__TEXT EXTRACT__

Josh Sanford
Josh Sanford

Reputation: 672

Read from alternate file descriptor into shell variable

I have a program that prompts the user for a password and derives a key from it, which I later need to pass on stdin to a decryption program. I don't want to store the key in a file at any time, so I am instead looking to pass it in a variable.

The password program needs to display a password prompt, so I can't read from its stdout into a variable without losing the prompt. I know from this that I can capture output from alternate descriptors, and from this that very elaborate redirection and piping is possible, but I'm failing to put it all together.

The password program is mine, so I can make it write to an alternate descriptor of my choice, say 3. The following illustrates what I would like to do, but I know it is incorrect. How can I fix this?

read key < <&3 $(password_program) 
# other operations ...
echo $key | decryption_program -

Upvotes: 2

Views: 1751

Answers (2)

Kai Petzke
Kai Petzke

Reputation: 2934

I think, this should do your trick in bash:

exec 4>&1
key=$(password_program 3>&1 >&4-)

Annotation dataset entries
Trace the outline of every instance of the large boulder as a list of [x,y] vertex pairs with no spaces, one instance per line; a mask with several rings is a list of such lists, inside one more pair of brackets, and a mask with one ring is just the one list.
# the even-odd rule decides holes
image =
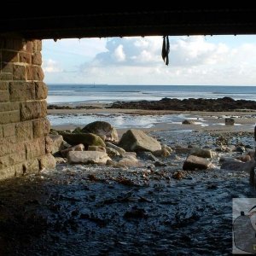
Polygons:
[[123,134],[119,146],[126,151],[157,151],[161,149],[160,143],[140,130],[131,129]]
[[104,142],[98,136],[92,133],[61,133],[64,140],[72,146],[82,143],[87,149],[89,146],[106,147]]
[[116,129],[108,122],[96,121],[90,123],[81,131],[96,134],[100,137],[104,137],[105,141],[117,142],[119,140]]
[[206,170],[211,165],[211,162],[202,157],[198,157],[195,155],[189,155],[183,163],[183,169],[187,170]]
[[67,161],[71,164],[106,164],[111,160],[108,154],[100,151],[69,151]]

==

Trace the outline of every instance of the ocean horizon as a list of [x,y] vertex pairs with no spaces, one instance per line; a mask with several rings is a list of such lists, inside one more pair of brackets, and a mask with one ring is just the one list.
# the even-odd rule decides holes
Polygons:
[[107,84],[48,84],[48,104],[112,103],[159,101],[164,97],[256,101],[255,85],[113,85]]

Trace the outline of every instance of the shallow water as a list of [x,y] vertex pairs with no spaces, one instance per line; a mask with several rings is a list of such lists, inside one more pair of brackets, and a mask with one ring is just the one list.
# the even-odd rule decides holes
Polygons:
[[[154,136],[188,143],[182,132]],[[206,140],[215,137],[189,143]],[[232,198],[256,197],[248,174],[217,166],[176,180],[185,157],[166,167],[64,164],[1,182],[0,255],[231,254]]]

__EXERCISE TASKS__
[a] Retype the file descriptor post starting with "I have a program" and going on through "I fix this?".
[b] Please write what comes next in the file descriptor post, picking up from its final line.
The listing is separate material, unrelated to the file descriptor post.

__ANSWERS PROVIDED__
[a]
I have a program that prompts the user for a password and derives a key from it, which I later need to pass on stdin to a decryption program. I don't want to store the key in a file at any time, so I am instead looking to pass it in a variable.

The password program needs to display a password prompt, so I can't read from its stdout into a variable without losing the prompt. I know from this that I can capture output from alternate descriptors, and from this that very elaborate redirection and piping is possible, but I'm failing to put it all together.

The password program is mine, so I can make it write to an alternate descriptor of my choice, say 3. The following illustrates what I would like to do, but I know it is incorrect. How can I fix this?

[b]
exec 4>&-

It works as follows: The first exec duplicates file descriptor 1 (stdout) as descriptor 4. Then because of the $() syntax, password_program is executed in a subshell, whose stdout will go into the variable key. But we let that subshell do some descriptor mangling, before actually executing password_program: Descriptor 3 is opened as a copy of descriptor 1, so that password_program can write its results to descriptor 3. Then descriptor 4 (our saved "copy" of the original stdout) is moved to descriptor 1. So the result is: password_program will run with its stdout as the same file (or tty etc.), that the shell was started with. The final command then gets rid again of the descriptor 4 in the main shell.

If it is acceptable for you to clone stderr instead of stdout as input to your password_program, you could also do:

key=$(password_program 3>&1 >&2)

Upvotes: 4

rici
rici

Reputation: 241681

If you are writing the password program, the simplest (and usual) solution is to write the prompt to stderr, leaving stdout free. So you can then echo the password to stdout and capture it into a variable.

Alternatively, you could write the prompt and read the password from /dev/tty.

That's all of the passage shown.